— begin Supplied passage —

- Born: April 19, 1972 (age 54) Oizumigakuen, Nerima, Tokyo, Japan
- Occupation: Actress

= Natsuki Ozawa =

Japanese pornographic actress (born 1972)

Natsuki Ozawa (小沢 なつき, Ozawa Natsuki) (born April 19, 1972) is a Japanese singer, actress and AV actress who has appeared in mainstream films and adult videos.

==Life and career==
As a teenager, Ozawa had roles in two 1987 films, the youth action comedy Be-Bop High School: Koko yotaro march and the fantasy Nineteen. She also had a featured role in the 1988 slapstick comedy Yamadamura waltz. As a singer, Ozawa released two J-pop CD albums during these years, Chocolate Candle (Dec. 9, 1987) and Natsuki Dreaming (Aug. 26, 1988). In 1989 Ozawa starred as the magical fairy Paipai in the 26-episode Fuji TV series of that name. Ozawa also starred in the 1995 V-cinema production Zero Woman 2, the second sequel to Miki Sugimoto's 1974 film.

Ozawa was one of the two young stars (along with Naomi Akimoto) of director Toshiki Satō's 1996 lesbian-themed film Atashi wa juice (aka I Am Juice). In 2000, Ozawa had a role in the yakuza zombie movie Junk distributed by Japan Home Video.

After a number of years away from the entertainment industry, Ozawa created a stir when she made her debut as an AV performer in April 2004 with the video Decision (決心) for the Alice Japan studio, the AV subsidiary of Japan Home Video. Ozawa made several more featured actress AVs with Alice Japan over the next two years. In 2007 and in 2009, Alice Japan released two videos on their Alice Pink label which collected scenes from Ozawa's previous videos remastered in the new thinner mosaic used to censor the genitals in all Japanese AVs.

— end Supplied passage —
— begin Given information —

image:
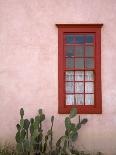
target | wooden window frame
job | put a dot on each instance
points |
(79, 28)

— end Given information —

Exercise prompt:
Summarize the Natsuki Ozawa article in two sentences. Rely only on the text above and nothing else.

Solution below:
Natsuki Ozawa, born April 19, 1972, is a Japanese singer and actress who appeared in films such as Nineteen and Zero Woman 2, released two J-pop albums, and starred as the fairy Paipai in a 1989 Fuji TV series. After several years away from the entertainment industry, she debuted as an AV performer in April 2004 with the video Decision for the Alice Japan studio and made several more videos with it over the next two years.